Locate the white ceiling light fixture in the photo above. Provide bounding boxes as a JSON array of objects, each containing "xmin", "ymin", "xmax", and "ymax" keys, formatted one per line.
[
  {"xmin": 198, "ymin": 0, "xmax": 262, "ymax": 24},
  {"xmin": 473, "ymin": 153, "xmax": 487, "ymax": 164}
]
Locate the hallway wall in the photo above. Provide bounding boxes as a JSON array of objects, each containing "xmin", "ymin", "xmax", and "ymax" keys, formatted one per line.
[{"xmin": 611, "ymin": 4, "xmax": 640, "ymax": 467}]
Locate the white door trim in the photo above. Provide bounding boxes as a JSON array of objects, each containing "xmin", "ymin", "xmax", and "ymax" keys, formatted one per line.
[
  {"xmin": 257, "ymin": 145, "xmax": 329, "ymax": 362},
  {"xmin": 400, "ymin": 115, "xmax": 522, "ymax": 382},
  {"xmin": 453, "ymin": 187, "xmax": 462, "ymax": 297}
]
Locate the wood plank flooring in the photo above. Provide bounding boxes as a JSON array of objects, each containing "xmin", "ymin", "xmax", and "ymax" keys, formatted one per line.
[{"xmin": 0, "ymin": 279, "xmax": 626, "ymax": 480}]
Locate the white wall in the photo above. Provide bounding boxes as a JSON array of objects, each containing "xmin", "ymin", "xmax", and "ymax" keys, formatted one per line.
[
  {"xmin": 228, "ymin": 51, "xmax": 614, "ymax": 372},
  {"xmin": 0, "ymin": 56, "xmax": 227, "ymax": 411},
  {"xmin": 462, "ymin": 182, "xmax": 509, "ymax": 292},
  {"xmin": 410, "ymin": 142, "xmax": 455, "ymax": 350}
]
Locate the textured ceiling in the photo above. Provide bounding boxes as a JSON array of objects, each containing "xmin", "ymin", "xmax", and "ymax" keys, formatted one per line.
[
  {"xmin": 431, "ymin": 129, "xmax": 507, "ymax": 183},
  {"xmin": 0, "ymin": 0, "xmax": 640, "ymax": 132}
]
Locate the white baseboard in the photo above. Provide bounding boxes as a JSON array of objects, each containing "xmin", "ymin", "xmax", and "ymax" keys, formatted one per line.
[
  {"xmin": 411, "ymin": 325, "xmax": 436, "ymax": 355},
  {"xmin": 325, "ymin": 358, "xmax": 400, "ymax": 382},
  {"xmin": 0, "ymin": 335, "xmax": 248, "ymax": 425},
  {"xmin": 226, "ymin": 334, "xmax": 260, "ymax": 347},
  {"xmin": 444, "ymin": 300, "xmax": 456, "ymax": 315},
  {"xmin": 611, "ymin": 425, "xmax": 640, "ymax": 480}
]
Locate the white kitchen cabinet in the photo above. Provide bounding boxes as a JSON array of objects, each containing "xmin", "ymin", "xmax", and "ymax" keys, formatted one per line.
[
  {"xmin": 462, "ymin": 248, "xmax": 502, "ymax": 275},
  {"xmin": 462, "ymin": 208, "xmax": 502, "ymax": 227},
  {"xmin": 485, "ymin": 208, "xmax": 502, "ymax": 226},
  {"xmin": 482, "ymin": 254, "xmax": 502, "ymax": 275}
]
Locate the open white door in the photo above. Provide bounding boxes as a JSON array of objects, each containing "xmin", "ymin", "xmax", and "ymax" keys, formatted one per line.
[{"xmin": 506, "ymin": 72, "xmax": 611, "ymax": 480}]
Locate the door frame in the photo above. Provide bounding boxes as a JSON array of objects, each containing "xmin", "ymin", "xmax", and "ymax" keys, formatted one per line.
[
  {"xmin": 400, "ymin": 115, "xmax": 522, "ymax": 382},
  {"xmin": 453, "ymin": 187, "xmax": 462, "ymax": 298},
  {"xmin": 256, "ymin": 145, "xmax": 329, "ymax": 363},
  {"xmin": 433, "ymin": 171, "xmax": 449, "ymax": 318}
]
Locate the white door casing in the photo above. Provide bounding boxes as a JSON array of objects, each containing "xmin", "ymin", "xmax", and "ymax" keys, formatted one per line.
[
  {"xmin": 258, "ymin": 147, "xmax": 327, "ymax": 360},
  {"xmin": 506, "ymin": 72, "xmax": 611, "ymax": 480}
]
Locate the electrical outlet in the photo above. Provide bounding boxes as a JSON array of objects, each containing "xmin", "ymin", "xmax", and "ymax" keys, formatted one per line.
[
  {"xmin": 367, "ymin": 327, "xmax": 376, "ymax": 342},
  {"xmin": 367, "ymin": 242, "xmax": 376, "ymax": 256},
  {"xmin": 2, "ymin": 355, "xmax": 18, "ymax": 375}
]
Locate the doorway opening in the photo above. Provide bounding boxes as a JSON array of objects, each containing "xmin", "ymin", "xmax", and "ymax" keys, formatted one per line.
□ □ □ □
EXERCISE DETAILS: Which lines in the entries above contain the word "ceiling"? List each of those lines in full.

FULL SOLUTION:
Locate the white ceiling light fixture in the photo above. Provide bounding boxes as a JSON array of objects, each containing "xmin", "ymin", "xmax", and "ymax" keys, formatted one per line.
Locate the textured ceiling in the photo above. Provide bounding boxes as a JSON array of objects, each containing "xmin", "ymin", "xmax", and "ymax" keys, formatted one per line.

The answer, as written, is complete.